Point placement records
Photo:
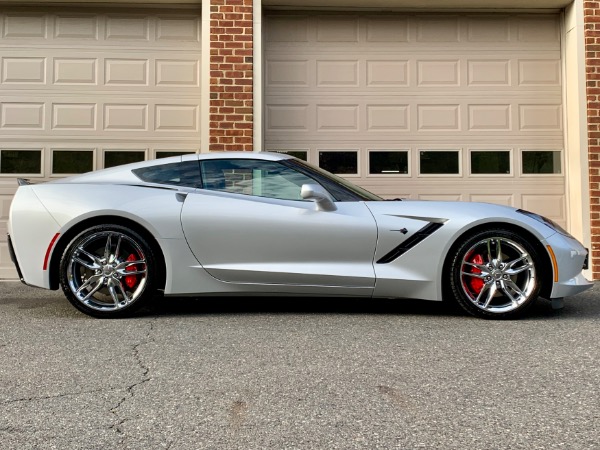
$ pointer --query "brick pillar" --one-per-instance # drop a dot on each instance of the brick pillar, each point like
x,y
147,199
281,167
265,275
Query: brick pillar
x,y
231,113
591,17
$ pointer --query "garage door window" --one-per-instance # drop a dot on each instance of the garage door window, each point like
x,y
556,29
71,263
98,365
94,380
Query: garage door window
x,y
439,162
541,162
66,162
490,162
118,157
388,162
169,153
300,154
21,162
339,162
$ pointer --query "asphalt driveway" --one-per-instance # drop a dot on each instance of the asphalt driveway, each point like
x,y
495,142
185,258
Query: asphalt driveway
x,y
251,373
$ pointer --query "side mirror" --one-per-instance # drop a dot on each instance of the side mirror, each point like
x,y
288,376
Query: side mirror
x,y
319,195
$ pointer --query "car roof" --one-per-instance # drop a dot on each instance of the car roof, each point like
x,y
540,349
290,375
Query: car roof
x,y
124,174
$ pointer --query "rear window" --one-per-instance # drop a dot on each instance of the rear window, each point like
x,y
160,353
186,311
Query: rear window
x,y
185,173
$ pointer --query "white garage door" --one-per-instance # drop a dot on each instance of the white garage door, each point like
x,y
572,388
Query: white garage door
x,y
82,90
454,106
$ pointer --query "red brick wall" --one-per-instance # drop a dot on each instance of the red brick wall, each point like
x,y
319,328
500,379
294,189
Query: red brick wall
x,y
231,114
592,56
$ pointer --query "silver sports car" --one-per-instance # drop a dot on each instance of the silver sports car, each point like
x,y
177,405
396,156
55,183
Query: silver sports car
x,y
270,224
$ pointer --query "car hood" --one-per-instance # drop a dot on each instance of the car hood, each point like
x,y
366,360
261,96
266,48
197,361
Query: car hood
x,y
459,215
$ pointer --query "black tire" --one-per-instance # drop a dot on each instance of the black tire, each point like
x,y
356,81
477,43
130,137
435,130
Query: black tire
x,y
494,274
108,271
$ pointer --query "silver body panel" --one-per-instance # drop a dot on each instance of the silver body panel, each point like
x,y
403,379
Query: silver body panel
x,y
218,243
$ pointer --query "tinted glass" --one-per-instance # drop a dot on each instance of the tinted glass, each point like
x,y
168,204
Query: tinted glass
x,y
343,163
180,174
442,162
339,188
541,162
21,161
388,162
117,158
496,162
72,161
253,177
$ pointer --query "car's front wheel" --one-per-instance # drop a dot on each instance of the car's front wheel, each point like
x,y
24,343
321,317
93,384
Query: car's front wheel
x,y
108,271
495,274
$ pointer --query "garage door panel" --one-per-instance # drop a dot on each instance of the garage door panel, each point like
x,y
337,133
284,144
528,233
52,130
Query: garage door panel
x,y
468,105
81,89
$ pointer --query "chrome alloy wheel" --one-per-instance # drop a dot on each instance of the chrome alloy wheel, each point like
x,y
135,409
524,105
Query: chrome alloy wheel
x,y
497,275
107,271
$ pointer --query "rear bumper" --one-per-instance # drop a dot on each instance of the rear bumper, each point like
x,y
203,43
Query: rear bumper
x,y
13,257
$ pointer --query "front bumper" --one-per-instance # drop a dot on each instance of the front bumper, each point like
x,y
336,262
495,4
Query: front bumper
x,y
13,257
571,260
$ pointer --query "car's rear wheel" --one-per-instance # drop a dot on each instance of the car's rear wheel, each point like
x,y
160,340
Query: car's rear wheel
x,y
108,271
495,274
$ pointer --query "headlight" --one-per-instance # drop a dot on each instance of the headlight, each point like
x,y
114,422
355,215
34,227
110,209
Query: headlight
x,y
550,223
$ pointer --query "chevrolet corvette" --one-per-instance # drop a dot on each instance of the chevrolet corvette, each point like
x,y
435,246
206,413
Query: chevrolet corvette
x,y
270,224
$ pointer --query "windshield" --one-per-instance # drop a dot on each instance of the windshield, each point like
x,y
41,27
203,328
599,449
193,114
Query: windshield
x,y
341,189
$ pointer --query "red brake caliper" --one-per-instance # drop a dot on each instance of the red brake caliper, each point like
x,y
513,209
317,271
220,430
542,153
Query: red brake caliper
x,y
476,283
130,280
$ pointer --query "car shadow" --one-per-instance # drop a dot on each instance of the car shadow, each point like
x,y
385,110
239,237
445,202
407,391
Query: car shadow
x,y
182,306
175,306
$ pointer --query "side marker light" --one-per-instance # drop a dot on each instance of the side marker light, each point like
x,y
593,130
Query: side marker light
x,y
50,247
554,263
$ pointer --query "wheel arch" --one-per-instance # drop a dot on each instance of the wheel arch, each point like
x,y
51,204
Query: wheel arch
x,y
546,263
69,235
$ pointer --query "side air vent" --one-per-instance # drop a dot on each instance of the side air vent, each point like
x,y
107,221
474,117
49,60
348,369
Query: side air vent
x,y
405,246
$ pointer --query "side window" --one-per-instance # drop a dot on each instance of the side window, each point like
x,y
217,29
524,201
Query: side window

### Exercise prompt
Without including the pictures, reproduce all entries exactly.

### Task output
Photo:
$ pointer --query "brick pillar" --one-per-instance # drop a dot on each instance of the brick pillar, each point like
x,y
147,199
281,167
265,275
Query: brick pillar
x,y
231,113
591,17
$ pointer --query "garage door window" --one-per-instance # drop a dot on each instance of the garage door window, each point like
x,y
556,29
71,263
98,365
94,380
Query: garage door window
x,y
439,162
541,162
66,162
490,162
118,157
388,162
169,153
300,154
21,162
339,162
$ pointer --query "asphalt driveway" --one-per-instance # drop a dot on each instance of the asphalt driveway, each point like
x,y
495,142
185,258
Query: asphalt driveway
x,y
251,373
$ pointer --query "side mirror" --one-per-instance # drop a dot on each instance of the side mirror, each point like
x,y
288,376
Query: side mirror
x,y
319,195
$ pointer --query "car roof" --one-per-instance # drop a dot on each instance of the car roof, each point like
x,y
540,349
290,375
Query: car roof
x,y
124,174
$ pointer --query "rear window" --one-per-instance # drop a dot on each instance of the rear window, each point like
x,y
160,353
186,311
Query: rear window
x,y
185,173
$ pointer --query "white garage door" --one-per-instance # drop a dot on each instance of the white garage door, each point like
x,y
572,388
Query: white garage door
x,y
82,90
454,106
$ pointer --query "red brick wall" --one-per-instance # drop a dot on each instance of the red brick wall, each point like
x,y
319,328
500,379
294,189
Query: red brick wall
x,y
231,114
592,56
$ pointer --query "silver sports car" --one-per-instance # drop a dot on each instance of the silver sports car, each point like
x,y
177,405
396,156
55,183
Query: silver sports car
x,y
270,224
$ pointer --query "car hood" --one-per-instance # drop a dot on each instance of the car hood, each point like
x,y
366,360
261,96
266,48
197,361
Query: car hood
x,y
459,215
$ pointer --query "black tire" --one-per-instance # drop a dot on each instance of the black tire, each point like
x,y
356,81
477,43
130,137
435,130
Query: black tire
x,y
494,274
108,271
$ pointer --query "silver body panel" --one-per-instance # drop a dot on each instance of the silver body panel, each point like
x,y
403,379
Query: silver body panel
x,y
218,243
$ pointer --query "tinted glass" --one-per-instance # drop a dot on each instance of the tinted glass, each point like
x,y
168,204
Query: tinted glass
x,y
343,163
180,174
442,162
339,188
541,162
21,161
388,162
117,158
496,162
72,161
253,177
$ pointer --query "car's front wheel" --one-per-instance # drop a dot on each instance of the car's front wheel, each point like
x,y
24,343
321,317
93,384
Query: car's front wheel
x,y
108,271
495,274
$ pointer --query "garage door panel" --one-per-instance # drop a dot on each instance of the garage door panel, each point like
x,y
337,133
284,144
528,233
52,130
Query: garage door panel
x,y
468,105
81,89
$ pointer --query "chrome alloy wheel" --one-per-instance # drop a dot on each instance of the chrome alloy wheel, each point like
x,y
135,409
524,105
Query: chrome alloy wheel
x,y
497,275
107,271
$ pointer --query "rear bumper" --one-per-instance # drop a dot on each instance of the rear bumper, each point like
x,y
203,43
Query: rear bumper
x,y
13,257
$ pointer --query "front bumper" --one-per-instance # drop a dot on each instance of the front bumper, each point like
x,y
336,262
495,4
Query: front bumper
x,y
13,257
571,260
$ pointer --query "car's rear wheel" --one-per-instance # drop a dot on each instance of the car's rear wheel, each point like
x,y
160,340
Query: car's rear wheel
x,y
108,271
495,274
$ pointer --query "headlight" --one-per-instance # drop a dot on each instance of the headlight, each point like
x,y
114,422
355,215
34,227
110,209
Query: headlight
x,y
550,223
$ pointer --query "chevrolet corvette" --one-per-instance # drop a dot on each instance of the chevrolet corvette, each point like
x,y
435,246
206,413
Query: chevrolet corvette
x,y
270,224
$ pointer --query "windshield" --one-per-instance # drop a dot on each instance of the windshield, each point like
x,y
41,27
203,328
599,449
193,114
Query: windshield
x,y
341,189
$ pointer --query "red brake caliper" --one-per-instance # drop a dot on each instance of the red brake caliper, each point like
x,y
513,209
317,271
220,430
542,153
Query: red brake caliper
x,y
476,283
130,280
$ pointer --query "car shadow" --one-per-instance # drop a dot on each instance of the car shadow, each point like
x,y
385,110
239,237
445,202
407,391
Query: car shadow
x,y
182,306
175,306
$ pointer --query "side marker light" --one-per-instance # drop a dot on each instance of the side marker light, each point like
x,y
593,130
Query: side marker light
x,y
50,247
554,263
$ pointer --query "wheel arch" --one-per-instance # drop a dot on each instance of the wheel arch, each point like
x,y
51,204
Query: wheel arch
x,y
546,263
69,235
$ pointer --query "side air vent" --one-per-instance # drop a dot on each instance of the side air vent, each point like
x,y
107,221
474,117
49,60
348,369
Query: side air vent
x,y
405,246
$ pointer --query "side window" --one-per-instance # drop a dot on each instance of the side window, each point like
x,y
217,29
524,201
Query: side window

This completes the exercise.